=== Problem ===
Pull out every line in the listing below that contains the word "crocodile", and copy each of those lines in full.

=== Stored records ===
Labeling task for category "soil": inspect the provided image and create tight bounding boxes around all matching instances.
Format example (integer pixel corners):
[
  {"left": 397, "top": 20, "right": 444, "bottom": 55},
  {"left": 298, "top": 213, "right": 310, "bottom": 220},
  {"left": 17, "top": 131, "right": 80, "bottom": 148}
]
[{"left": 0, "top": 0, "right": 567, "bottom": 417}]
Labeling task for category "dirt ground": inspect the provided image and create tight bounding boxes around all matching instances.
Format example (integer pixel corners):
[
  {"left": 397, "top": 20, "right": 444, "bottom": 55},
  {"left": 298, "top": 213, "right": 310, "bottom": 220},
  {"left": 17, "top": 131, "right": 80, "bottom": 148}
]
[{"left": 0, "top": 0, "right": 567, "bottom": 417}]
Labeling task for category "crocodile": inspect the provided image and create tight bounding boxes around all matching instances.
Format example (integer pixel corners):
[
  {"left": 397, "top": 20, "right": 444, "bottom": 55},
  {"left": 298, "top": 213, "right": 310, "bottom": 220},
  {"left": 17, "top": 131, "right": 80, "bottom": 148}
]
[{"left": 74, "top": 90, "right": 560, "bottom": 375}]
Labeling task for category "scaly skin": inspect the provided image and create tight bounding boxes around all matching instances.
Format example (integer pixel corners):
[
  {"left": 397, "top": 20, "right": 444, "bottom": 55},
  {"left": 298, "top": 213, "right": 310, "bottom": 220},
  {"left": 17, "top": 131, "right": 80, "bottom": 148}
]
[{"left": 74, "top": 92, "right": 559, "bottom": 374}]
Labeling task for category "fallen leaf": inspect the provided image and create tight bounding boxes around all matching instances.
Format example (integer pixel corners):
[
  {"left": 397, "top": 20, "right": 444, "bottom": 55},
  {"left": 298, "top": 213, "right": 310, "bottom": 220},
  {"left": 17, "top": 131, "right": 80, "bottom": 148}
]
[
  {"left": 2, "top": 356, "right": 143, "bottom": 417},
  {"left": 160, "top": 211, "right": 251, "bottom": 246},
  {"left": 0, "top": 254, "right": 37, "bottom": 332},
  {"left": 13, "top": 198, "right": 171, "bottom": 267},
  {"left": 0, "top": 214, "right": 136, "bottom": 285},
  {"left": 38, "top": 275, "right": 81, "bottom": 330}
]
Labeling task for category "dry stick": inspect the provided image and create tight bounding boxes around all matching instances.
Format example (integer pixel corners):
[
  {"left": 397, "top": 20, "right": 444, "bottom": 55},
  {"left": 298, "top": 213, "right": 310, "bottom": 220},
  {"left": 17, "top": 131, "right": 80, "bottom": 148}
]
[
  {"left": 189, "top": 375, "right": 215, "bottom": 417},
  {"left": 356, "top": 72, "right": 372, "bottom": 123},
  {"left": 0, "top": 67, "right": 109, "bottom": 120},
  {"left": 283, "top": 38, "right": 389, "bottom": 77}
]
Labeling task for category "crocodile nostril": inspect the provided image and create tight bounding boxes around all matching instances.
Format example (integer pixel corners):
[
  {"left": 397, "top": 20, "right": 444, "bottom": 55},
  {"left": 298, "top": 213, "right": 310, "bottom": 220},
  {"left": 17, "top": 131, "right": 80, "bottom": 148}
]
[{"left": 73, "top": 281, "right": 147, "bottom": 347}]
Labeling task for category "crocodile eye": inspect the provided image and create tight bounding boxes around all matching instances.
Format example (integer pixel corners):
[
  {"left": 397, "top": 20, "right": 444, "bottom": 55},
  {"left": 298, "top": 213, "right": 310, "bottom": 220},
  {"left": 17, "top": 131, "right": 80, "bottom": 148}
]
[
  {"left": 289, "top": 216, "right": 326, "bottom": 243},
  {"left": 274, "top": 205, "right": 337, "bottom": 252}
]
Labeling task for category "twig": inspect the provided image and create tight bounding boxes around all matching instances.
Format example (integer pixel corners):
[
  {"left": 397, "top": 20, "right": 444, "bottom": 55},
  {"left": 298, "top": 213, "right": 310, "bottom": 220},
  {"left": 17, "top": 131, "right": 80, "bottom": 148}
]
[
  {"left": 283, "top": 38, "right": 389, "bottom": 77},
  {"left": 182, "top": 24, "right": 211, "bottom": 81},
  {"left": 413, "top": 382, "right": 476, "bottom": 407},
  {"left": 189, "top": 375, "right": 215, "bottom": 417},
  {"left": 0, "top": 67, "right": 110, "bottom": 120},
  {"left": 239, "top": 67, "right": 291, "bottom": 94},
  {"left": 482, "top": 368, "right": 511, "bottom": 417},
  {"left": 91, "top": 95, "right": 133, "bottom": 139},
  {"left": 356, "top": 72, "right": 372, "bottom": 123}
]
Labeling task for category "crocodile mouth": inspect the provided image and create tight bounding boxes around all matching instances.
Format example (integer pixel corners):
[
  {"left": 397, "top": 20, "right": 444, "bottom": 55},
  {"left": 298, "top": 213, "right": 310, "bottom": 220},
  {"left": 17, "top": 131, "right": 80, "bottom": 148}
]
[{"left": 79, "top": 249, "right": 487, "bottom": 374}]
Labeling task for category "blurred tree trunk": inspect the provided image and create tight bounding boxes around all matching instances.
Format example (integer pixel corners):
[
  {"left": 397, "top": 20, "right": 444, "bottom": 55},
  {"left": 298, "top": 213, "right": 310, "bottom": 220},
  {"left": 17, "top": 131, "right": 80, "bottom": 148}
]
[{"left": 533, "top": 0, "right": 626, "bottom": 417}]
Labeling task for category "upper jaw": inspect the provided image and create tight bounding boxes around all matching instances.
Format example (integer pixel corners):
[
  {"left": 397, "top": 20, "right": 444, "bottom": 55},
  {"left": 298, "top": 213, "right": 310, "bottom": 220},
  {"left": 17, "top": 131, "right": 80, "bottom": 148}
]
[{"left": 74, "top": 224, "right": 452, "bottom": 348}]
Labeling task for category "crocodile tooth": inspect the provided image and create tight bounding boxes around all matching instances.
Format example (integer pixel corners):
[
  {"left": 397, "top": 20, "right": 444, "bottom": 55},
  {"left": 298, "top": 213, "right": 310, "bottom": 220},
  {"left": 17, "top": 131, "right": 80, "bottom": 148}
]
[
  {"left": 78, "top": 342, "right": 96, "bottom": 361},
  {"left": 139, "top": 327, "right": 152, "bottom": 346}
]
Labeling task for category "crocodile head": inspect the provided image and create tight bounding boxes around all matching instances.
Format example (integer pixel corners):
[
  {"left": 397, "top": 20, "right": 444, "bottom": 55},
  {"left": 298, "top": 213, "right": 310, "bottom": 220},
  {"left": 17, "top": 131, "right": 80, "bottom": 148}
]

=== Full solution ===
Labeling task for category "crocodile": inspect the provided image and create tight bounding boxes around all matching instances.
Labeling task for category "crocodile nostril": inspect the provided image and create tight bounding boxes around all matching instances.
Labeling task for category "crocodile eye": inspect the provided image and create tight bounding boxes around all matching instances.
Labeling task for category "crocodile mouth": inspect the provided image and create tight bounding boxes around all matching instances.
Labeling task for category "crocodile tooth": inspect the provided image and create tight bounding boxes around all matching instances.
Labeling task for category "crocodile head": inspect the provided image and create tight bounding boxes around all matching instances.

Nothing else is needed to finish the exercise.